>> Start ENTRIES
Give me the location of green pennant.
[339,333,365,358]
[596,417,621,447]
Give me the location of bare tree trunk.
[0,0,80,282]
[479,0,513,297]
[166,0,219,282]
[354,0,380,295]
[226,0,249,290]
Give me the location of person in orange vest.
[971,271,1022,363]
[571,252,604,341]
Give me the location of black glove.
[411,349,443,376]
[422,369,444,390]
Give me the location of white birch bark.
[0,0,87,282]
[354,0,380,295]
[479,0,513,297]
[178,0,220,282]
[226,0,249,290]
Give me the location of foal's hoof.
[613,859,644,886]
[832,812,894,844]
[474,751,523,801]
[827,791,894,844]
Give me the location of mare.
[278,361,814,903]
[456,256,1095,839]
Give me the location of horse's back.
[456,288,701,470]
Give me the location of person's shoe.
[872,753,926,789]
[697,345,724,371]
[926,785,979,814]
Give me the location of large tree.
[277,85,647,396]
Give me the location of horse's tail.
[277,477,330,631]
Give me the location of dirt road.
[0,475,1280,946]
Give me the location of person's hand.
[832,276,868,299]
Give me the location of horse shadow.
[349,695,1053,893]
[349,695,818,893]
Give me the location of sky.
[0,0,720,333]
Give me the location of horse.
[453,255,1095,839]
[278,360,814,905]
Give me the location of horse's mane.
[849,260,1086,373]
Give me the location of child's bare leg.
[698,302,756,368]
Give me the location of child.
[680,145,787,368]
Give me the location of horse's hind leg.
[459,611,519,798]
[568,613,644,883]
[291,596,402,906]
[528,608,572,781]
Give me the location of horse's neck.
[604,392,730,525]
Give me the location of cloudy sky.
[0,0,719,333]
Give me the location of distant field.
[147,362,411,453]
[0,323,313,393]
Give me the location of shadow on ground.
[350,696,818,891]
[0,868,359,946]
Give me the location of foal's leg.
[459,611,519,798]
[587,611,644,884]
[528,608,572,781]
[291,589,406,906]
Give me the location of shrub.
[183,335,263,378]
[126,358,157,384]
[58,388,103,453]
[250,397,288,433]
>> End ENTRIES
Arrange the records above as a Markdown table with the columns "No." and "Record." Give each nonblank line its own numbered row, and leave out blank lines.

| No. | Record |
|---|---|
| 1 | Give me the location of green pennant. |
| 2 | [339,333,365,358] |
| 3 | [596,417,621,447] |
| 4 | Give me the location of bare tree trunk. |
| 5 | [0,0,80,282] |
| 6 | [479,0,513,297] |
| 7 | [166,0,219,282] |
| 8 | [354,0,380,295] |
| 9 | [226,0,249,290] |
| 10 | Give me the location of person in orange vest. |
| 11 | [971,271,1022,363] |
| 12 | [571,252,604,341] |
| 13 | Give me the location of black glove. |
| 14 | [411,349,443,376] |
| 15 | [422,369,444,390] |
| 16 | Give me the location of white birch bark. |
| 17 | [0,0,87,282] |
| 18 | [354,0,380,295] |
| 19 | [479,0,513,297] |
| 20 | [178,0,220,282] |
| 21 | [226,0,249,290] |
| 22 | Give me the location of foal's hoof. |
| 23 | [613,859,644,886] |
| 24 | [832,812,894,844] |
| 25 | [474,751,523,801] |
| 26 | [827,791,894,844] |
| 27 | Give me the location of mare. |
| 28 | [278,361,814,903] |
| 29 | [456,256,1095,839] |
| 30 | Give me the location of horse's back. |
| 31 | [456,288,701,470] |
| 32 | Give me the location of person's shoe. |
| 33 | [872,753,926,789] |
| 34 | [697,345,724,371] |
| 35 | [926,785,979,814] |
| 36 | Give me the location of large tree. |
| 37 | [277,85,647,396] |
| 38 | Give me the location of horse's tail. |
| 39 | [277,477,330,631] |
| 40 | Give me the location of dirt road. |
| 41 | [0,475,1280,946] |
| 42 | Give me the location of person's hand. |
| 43 | [832,276,868,299] |
| 44 | Give me the location of horse shadow. |
| 45 | [349,695,1053,893] |
| 46 | [349,695,818,893] |
| 47 | Give me the location of sky. |
| 48 | [0,0,720,333] |
| 49 | Give me the location of horse. |
| 50 | [453,255,1095,839] |
| 51 | [278,360,814,905] |
| 52 | Give me the location of horse's mane. |
| 53 | [849,260,1086,373] |
| 54 | Give me the location of child's bare leg. |
| 55 | [698,302,756,368] |
| 56 | Give me the location of child. |
| 57 | [680,145,787,368] |
| 58 | Give me the location of horse's hind leg. |
| 59 | [459,611,519,798] |
| 60 | [568,613,644,883] |
| 61 | [291,596,402,906] |
| 62 | [528,608,572,781] |
| 63 | Give me the location of horse's neck. |
| 64 | [604,392,730,525] |
| 65 | Give me the location of cloudy sky. |
| 66 | [0,0,719,333] |
| 67 | Give me the location of distant field. |
| 68 | [147,362,411,453] |
| 69 | [0,323,313,393] |
| 70 | Give me the location of shadow on ground. |
| 71 | [350,696,818,891] |
| 72 | [0,868,359,946] |
| 73 | Give me the location of foal's leg. |
| 74 | [459,611,519,798] |
| 75 | [587,611,644,884] |
| 76 | [528,608,572,781] |
| 77 | [291,589,406,906] |
| 78 | Give me the location of shrub. |
| 79 | [183,335,263,378] |
| 80 | [126,358,157,384] |
| 81 | [58,388,103,453] |
| 82 | [250,397,288,433] |